Problem.
Can you retype every record below exactly as written?

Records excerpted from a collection
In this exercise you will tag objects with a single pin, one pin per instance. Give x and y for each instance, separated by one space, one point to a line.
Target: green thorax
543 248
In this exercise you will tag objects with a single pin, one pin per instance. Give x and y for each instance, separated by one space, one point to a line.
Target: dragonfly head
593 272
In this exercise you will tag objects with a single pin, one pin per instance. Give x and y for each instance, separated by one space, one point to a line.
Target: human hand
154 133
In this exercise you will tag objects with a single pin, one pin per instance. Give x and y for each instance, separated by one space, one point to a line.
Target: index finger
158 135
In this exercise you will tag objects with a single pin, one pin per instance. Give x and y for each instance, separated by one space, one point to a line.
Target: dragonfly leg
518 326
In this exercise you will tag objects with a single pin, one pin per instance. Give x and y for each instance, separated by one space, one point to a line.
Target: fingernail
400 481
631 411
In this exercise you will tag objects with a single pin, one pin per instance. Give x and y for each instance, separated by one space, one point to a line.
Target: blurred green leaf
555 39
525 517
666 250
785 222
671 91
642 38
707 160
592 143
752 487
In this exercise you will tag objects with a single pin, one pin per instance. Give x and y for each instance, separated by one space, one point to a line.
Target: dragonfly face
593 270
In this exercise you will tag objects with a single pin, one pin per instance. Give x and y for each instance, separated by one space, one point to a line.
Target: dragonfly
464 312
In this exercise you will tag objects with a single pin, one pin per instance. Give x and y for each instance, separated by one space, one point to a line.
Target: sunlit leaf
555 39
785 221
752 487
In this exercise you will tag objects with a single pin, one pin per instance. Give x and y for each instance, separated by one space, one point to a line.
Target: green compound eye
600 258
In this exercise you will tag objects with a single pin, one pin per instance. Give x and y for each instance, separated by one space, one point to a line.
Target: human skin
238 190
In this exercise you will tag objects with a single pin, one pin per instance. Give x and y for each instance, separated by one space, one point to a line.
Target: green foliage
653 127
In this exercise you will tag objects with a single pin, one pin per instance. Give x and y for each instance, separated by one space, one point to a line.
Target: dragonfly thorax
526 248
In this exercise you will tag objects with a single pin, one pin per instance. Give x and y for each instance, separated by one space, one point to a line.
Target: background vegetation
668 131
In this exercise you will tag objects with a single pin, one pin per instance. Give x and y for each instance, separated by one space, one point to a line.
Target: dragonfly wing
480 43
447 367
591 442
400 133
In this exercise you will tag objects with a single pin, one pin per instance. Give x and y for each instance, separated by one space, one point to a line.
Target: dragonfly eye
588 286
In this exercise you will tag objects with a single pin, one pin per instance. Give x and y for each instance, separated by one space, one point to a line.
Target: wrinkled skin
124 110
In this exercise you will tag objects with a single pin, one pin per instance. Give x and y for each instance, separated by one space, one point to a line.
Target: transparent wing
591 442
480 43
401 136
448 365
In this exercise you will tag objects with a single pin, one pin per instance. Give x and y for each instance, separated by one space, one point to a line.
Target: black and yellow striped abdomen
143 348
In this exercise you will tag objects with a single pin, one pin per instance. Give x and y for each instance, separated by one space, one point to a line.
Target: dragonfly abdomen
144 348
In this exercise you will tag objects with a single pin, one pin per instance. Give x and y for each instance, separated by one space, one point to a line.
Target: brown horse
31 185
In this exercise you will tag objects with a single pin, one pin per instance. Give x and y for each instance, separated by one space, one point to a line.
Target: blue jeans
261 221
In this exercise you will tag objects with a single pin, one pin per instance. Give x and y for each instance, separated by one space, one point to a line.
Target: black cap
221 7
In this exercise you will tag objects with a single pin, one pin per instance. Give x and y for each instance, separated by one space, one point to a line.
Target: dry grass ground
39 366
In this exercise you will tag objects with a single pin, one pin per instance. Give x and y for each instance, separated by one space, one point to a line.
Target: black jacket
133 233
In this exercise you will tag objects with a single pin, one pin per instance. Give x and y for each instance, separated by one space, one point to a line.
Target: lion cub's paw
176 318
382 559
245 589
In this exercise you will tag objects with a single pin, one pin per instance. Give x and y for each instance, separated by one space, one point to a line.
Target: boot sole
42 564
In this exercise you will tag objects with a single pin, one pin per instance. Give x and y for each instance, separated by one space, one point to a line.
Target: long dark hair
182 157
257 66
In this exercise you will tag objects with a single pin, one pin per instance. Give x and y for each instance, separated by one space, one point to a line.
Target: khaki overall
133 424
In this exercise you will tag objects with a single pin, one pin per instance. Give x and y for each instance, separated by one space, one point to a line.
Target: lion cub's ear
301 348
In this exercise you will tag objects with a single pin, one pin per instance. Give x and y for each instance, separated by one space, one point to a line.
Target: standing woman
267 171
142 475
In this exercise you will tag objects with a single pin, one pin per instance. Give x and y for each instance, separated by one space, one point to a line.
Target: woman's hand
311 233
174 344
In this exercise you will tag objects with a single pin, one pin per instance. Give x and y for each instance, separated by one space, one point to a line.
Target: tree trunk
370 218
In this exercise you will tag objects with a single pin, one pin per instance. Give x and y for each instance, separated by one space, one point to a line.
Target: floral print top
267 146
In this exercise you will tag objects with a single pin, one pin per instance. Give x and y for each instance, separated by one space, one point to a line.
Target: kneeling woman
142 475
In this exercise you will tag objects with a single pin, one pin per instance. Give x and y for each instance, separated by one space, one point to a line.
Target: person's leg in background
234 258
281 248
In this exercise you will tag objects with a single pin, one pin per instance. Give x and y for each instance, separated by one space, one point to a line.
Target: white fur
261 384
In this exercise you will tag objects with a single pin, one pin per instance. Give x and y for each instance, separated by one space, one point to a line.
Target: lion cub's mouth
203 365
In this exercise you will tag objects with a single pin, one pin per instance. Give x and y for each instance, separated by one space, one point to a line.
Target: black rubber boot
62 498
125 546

Reply to the task.
In this exercise you will tag objects with a single pin, one pin per instance. Give x and y for each instance, separated by one space, one point to a line.
Target: green thorax
543 248
In this exercise you will tag objects with a single pin, one pin per instance. Give x and y for each instance, separated by one space, one point to a line.
Target: dragonfly head
593 272
In this exercise you will tag objects with a single pin, one pin per instance. Give x and y for each instance, separated by one space, one point to a line.
Target: human hand
154 133
In this exercise you will tag objects with a single pin, one pin per instance. Give x and y for each instance, separated by one space, one point to a line.
Target: index finger
158 135
In this exercise you will tag objects with a single pin, one pin per instance. Give x and y for each instance, separated by one space, one point to a line.
Target: dragonfly leg
518 326
In this exercise you will tag objects with a single pin, one pin per instance. Give x and y for each instance, separated by one space, one point to a line.
Target: fingernail
400 481
631 411
In this exercise you will tag objects with a single pin, one pin per instance. Give x and y for each instance, separated by one space, one point to a line.
Target: blurred green leaf
555 39
525 517
666 250
785 222
671 91
642 38
707 160
592 143
752 487
In this exercise you will tag objects with a single pin, one pin per instance. Give x and y for each instance, separated by one space, one point to a line.
Target: dragonfly face
593 270
In this exercise you will tag objects with a single pin, one pin per instance. Give x and y for each instance, separated by one space, one point to a line.
Target: dragonfly
464 312
In this exercise you will tag objects with a single pin, one pin per instance. Give x and y for each instance, separated by one space, one point to a line.
Target: sunlit leaf
555 39
785 221
752 487
In this exercise you will tag objects with a single pin, one pin per instance. Give x and y for each instance, separated by one space, one point to a line.
Target: green compound eye
600 258
In this exercise you will tag objects with a single pin, one pin per instance. Give x and y for each instance, separated by one space, one point to a line.
Target: human skin
238 190
In this exercise you will tag objects with a single pin, one pin per instance. Give x and y for each instance, separated by one space, one point to a line.
Target: green foliage
653 127
In this exercise you will tag objects with a single pin, one pin per instance. Give x and y for each instance, separated by one space, one point to a line.
Target: dragonfly thorax
526 248
In this exercise you will tag objects with a single pin, one pin per instance. Give x and y for each instance, separated by one space, one point to a line.
Target: background vegetation
668 131
In this exercise you will tag objects with a single pin, one pin per instance. Give x and y for each instance, separated by one space, one point to a line.
Target: dragonfly wing
480 43
447 367
591 442
400 133
In this exercise you will tag objects with a single pin, one pin per instance. Give x and y for each instance, separated by one space, one point to a line.
Target: dragonfly eye
588 286
In this exercise you will tag objects with a single pin, one pin per instance. Give x and y for each instance, separated by one space, one point to a line.
Target: wrinkled skin
124 110
In this exercise you will tag objects with a single pin, one pin per instance. Give x and y for each instance, separated by one space, one point to a line.
Target: transparent wing
591 442
480 43
401 136
448 365
In this exercise you will tag objects with a single pin, one pin per instance. Give x and y for each instance, separated by one space, one point to a line.
Target: black and yellow striped abdomen
143 348
In this exercise you will tag objects with a single pin, one pin per instance. Give x and y for each instance, separated by one space, one point to a line.
Target: dragonfly abdomen
144 348
In this exercise you will tag objects with a single pin, one pin per instance. Give x and y for each instance, separated by one space, one point to a line.
Target: brown horse
31 185
In this exercise you will tag objects with a single pin, one pin per instance. Give x and y for each instance, separated by one space, one point to a line.
Target: blue jeans
261 221
In this exercise you will tag objects with a single pin, one pin per instance. Give x and y for each instance, separated by one space, one point to a line.
Target: black cap
221 7
In this exercise you will tag objects with a single pin, one pin per instance. Give x and y for each instance, separated by one space, one point to a line.
Target: dry grass ground
39 366
In this exercise you will tag objects with a single pin, one pin per instance. Give x and y for each instance, separated by one space, one point to a line.
Target: black jacket
133 233
In this exercise you will tag objects with a single pin, one pin per instance. Give x and y for each instance, separated by one space, one point to a line.
Target: lion cub's paw
176 318
382 559
245 589
In this exercise you will tag objects with a single pin, one pin per instance. Give x and y for each instance, separated by one space, one point to a line.
Target: boot sole
42 564
In this exercise you will tag objects with a single pin, one pin per instance. Give x and y for each instance, separated by one space, one point to a line.
Target: long dark hair
182 157
257 66
In this exercise you will tag objects with a single pin, one pin per instance. Give x and y for each instance, separated by one space, one point to a line.
Target: khaki overall
133 424
In this exercise you will tag objects with a single pin, one pin per instance. Give x and y for each instance, separated by one space, one point to a line.
Target: lion cub's ear
301 348
In this exercise you will tag objects with a single pin, one pin per instance. Give x and y for each instance, separated by one space, one point to a line.
Target: standing woman
267 171
142 475
In this exercise you will tag objects with a single pin, one pin per instance. Give x and y for each instance, separated by one space, one point to a line.
Target: woman's hand
311 233
174 344
In this exercise you will tag objects with a single pin, one pin per instance. Give x and y for each instance, separated by one space, one point to a line.
Target: tree trunk
370 218
In this exercise you will tag objects with a single pin, one pin per instance. Give x and y for each instance, separated by one space, one point to a line.
Target: floral print top
267 146
In this exercise you will tag objects with a single pin, one pin per instance. Give x and y for each instance, separated by one space, one point to a line.
Target: kneeling woman
142 475
In this exercise you will tag objects with a single pin, one pin per instance. Give x and y for each instance, separated by one space, one point to a line.
Target: person's leg in background
234 258
281 248
In this exercise you will tag objects with a single pin, one pin per instance. Give x and y for each instance, separated by one space, one point to a line.
Target: white fur
261 384
In this exercise you will tag objects with a single pin, one pin per instance. Give x and y for each instance, separated by one space, one point to a line.
Target: lion cub's mouth
203 365
In this exercise you will tag objects with a single pin, one pin per instance. Give x and y for each instance, separated by one space, one point to a line.
Target: black rubber boot
62 498
125 546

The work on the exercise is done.